Start of TEXT UNDER STUDY
Since leaving their radio program at the first of the year both Gene and Julie Gates have been undertaking the task of a lifetime: opening their very own restaurant. They have taken the ultimate risk and laid out their personal savings and time away from their money-maker which is their radio talent. They may have said good-bye to their millions of radio listeners, at least for the moment, but many of those same fans have made their way to the Gate’s restaurant, Battuto to sample some very fine Italian cuisine.
Having spoken to the Gate’s on numerous occasions it is easy to see that they care about what their guests think and feel about the cuisine they are offering each. night. It is not unusual to spot either one, or both of the them at the restaurant toiling in one capacity or another. On the last visit I spotted Gene mixing cocktails and offering wine selections to a handful of attractive women perched at the bar. Later that same evening the Gates family could be seen across the room dining together on fresh pasta and looking exactly like anyone would after a very long day of working a double shift.
End of TEXT UNDER STUDY
Start of SUPPLIED DATA
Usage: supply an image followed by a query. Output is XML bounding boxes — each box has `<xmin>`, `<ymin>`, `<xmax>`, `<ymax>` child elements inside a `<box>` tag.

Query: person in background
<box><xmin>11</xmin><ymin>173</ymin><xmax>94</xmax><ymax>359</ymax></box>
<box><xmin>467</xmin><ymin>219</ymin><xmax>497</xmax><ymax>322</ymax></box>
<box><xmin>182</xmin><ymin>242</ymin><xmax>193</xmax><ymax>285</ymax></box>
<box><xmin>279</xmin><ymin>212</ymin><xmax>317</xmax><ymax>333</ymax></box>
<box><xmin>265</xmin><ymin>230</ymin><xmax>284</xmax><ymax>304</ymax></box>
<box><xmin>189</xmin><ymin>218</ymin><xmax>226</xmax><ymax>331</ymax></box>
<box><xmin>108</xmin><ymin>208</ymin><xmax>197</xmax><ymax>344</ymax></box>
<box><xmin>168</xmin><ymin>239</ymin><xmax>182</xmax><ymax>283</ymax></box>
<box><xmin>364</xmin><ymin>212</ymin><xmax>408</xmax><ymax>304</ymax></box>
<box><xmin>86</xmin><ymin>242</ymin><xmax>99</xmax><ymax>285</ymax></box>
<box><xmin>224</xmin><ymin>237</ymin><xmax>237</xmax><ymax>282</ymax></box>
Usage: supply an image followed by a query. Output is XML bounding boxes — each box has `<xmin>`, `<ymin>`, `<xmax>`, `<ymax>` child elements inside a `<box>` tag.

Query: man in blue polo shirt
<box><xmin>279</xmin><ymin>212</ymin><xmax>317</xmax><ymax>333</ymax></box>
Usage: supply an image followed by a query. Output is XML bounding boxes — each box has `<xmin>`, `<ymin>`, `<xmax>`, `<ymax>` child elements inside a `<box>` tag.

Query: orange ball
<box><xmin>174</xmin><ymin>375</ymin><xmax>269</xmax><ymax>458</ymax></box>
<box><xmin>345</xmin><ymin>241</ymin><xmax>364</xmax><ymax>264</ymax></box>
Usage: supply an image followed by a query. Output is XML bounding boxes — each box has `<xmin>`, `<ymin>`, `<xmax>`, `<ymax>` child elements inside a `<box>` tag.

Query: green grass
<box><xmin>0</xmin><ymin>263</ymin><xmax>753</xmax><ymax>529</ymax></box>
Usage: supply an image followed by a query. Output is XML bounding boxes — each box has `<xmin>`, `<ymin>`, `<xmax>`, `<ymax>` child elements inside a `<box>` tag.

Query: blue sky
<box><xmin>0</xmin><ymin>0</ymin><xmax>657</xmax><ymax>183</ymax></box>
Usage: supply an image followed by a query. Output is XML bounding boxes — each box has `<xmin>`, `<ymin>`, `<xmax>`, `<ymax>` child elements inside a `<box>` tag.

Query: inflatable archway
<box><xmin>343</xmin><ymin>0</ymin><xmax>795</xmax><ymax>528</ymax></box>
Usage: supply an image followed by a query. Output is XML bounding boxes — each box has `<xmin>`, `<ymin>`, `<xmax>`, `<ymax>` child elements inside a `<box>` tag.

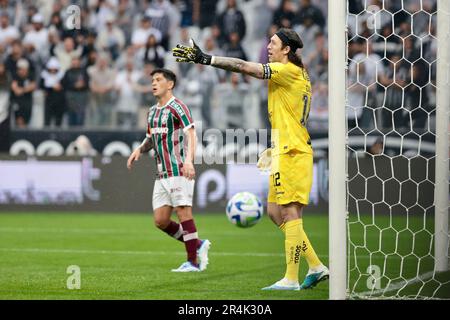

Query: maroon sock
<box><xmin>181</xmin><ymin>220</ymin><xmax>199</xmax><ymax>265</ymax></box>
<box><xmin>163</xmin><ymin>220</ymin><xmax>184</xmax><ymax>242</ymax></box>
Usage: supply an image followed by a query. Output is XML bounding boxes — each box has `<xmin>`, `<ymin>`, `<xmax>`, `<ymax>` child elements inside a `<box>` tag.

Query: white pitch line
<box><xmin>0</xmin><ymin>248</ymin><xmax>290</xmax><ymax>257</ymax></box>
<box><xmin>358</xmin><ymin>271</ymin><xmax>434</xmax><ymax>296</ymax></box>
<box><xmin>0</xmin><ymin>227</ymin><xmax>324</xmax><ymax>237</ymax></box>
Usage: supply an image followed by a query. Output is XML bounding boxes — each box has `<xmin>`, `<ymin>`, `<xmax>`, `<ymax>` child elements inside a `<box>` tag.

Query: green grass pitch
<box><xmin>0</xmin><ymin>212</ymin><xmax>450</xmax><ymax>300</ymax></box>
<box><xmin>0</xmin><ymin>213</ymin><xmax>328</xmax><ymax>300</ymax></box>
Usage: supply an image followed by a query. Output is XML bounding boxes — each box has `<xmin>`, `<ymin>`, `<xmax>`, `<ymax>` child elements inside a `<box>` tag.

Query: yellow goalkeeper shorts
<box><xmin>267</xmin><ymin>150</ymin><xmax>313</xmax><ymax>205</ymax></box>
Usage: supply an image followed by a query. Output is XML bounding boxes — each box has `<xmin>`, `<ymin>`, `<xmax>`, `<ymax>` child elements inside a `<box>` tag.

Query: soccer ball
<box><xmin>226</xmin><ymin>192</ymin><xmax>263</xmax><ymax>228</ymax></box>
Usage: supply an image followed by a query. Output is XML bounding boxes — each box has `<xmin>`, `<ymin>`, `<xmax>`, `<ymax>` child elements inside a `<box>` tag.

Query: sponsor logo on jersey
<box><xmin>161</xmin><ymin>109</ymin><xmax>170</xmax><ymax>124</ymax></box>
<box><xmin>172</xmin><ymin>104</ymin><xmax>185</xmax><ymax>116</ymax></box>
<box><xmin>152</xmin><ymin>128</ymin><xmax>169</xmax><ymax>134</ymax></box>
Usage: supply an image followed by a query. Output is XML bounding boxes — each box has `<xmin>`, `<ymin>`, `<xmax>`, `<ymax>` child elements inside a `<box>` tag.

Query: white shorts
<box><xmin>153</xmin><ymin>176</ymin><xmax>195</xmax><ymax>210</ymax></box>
End of SUPPLIED DATA
Start of SUPPLIED DATA
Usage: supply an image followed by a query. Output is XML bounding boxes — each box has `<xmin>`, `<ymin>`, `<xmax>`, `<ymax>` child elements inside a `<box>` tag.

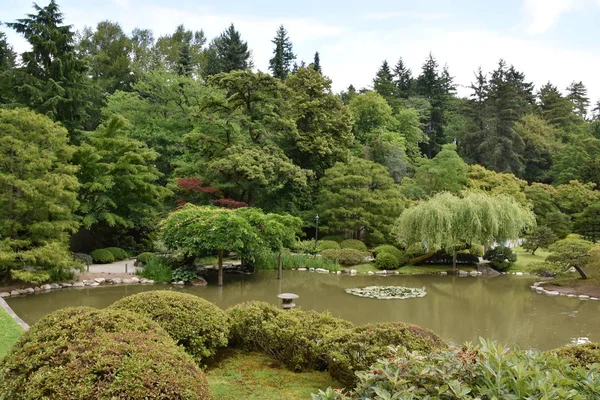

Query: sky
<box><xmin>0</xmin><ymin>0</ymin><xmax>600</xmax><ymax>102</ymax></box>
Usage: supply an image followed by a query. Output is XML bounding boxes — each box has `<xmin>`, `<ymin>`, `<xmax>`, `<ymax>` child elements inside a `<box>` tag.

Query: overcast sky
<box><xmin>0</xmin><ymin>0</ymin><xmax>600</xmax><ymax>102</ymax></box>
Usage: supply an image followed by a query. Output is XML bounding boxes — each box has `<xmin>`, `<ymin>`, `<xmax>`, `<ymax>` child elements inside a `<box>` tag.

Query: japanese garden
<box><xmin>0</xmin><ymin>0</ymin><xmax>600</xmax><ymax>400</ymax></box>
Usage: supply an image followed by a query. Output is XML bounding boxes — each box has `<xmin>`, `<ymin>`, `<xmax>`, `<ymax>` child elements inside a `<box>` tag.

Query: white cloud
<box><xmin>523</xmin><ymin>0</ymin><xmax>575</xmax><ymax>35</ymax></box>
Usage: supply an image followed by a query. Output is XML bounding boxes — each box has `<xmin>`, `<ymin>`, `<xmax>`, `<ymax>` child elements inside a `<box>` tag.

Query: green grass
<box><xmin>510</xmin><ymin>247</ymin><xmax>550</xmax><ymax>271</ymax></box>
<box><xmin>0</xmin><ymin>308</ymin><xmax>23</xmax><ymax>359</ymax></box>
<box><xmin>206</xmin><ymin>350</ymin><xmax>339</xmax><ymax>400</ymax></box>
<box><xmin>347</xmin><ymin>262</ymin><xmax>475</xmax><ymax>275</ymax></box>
End of SUPPLIED DATA
• _AIM OF THE TASK_
Write out the entire restaurant text word for word.

• _YOUR SOLUTION_
Since leaving their radio program at the first of the year both Gene and Julie Gates have been undertaking the task of a lifetime: opening their very own restaurant. They have taken the ultimate risk and laid out their personal savings and time away from their money-maker which is their radio talent. They may have said good-bye to their millions of radio listeners, at least for the moment, but many of those same fans have made their way to the Gate’s restaurant, Battuto to sample some very fine Italian cuisine.
Having spoken to the Gate’s on numerous occasions it is easy to see that they care about what their guests think and feel about the cuisine they are offering each. night. It is not unusual to spot either one, or both of the them at the restaurant toiling in one capacity or another. On the last visit I spotted Gene mixing cocktails and offering wine selections to a handful of attractive women perched at the bar. Later that same evening the Gates family could be seen across the room dining together on fresh pasta and looking exactly like anyone would after a very long day of working a double shift.